Material to process —
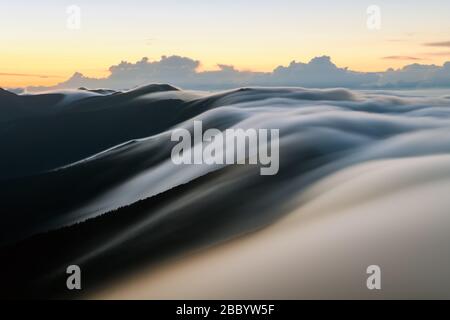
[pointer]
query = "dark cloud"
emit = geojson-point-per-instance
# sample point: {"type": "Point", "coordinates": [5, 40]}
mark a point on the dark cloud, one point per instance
{"type": "Point", "coordinates": [320, 72]}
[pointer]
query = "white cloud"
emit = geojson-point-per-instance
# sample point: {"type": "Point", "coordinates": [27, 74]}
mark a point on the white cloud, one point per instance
{"type": "Point", "coordinates": [320, 72]}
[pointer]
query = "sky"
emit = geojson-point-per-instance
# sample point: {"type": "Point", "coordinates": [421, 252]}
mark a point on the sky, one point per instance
{"type": "Point", "coordinates": [37, 47]}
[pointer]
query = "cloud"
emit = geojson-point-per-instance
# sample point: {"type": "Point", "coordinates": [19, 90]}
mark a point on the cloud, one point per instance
{"type": "Point", "coordinates": [319, 72]}
{"type": "Point", "coordinates": [401, 58]}
{"type": "Point", "coordinates": [438, 44]}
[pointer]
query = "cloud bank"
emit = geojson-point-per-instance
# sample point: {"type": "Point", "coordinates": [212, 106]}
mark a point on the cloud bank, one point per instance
{"type": "Point", "coordinates": [320, 72]}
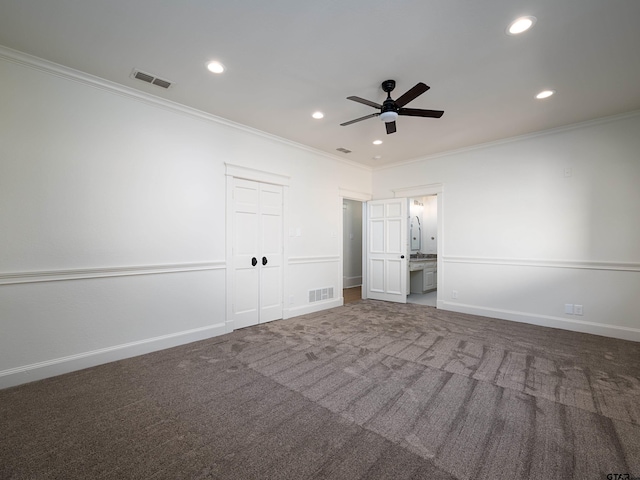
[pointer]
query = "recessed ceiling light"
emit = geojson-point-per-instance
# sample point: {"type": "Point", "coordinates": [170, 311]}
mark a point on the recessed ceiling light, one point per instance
{"type": "Point", "coordinates": [215, 67]}
{"type": "Point", "coordinates": [520, 25]}
{"type": "Point", "coordinates": [545, 94]}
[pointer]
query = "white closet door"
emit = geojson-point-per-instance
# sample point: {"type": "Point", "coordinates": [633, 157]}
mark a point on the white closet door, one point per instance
{"type": "Point", "coordinates": [387, 252]}
{"type": "Point", "coordinates": [271, 254]}
{"type": "Point", "coordinates": [257, 253]}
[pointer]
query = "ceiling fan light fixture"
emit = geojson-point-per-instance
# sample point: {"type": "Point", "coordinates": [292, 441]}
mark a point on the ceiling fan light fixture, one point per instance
{"type": "Point", "coordinates": [545, 94]}
{"type": "Point", "coordinates": [215, 67]}
{"type": "Point", "coordinates": [520, 25]}
{"type": "Point", "coordinates": [387, 117]}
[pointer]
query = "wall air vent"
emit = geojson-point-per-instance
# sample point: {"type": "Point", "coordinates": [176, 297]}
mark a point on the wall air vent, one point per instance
{"type": "Point", "coordinates": [152, 79]}
{"type": "Point", "coordinates": [320, 294]}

Goal —
Please count the lines in the rows above that contain the string "closet", treating uppercase and lowercase letters as different. Reply with the number alone.

Response to this exercise —
2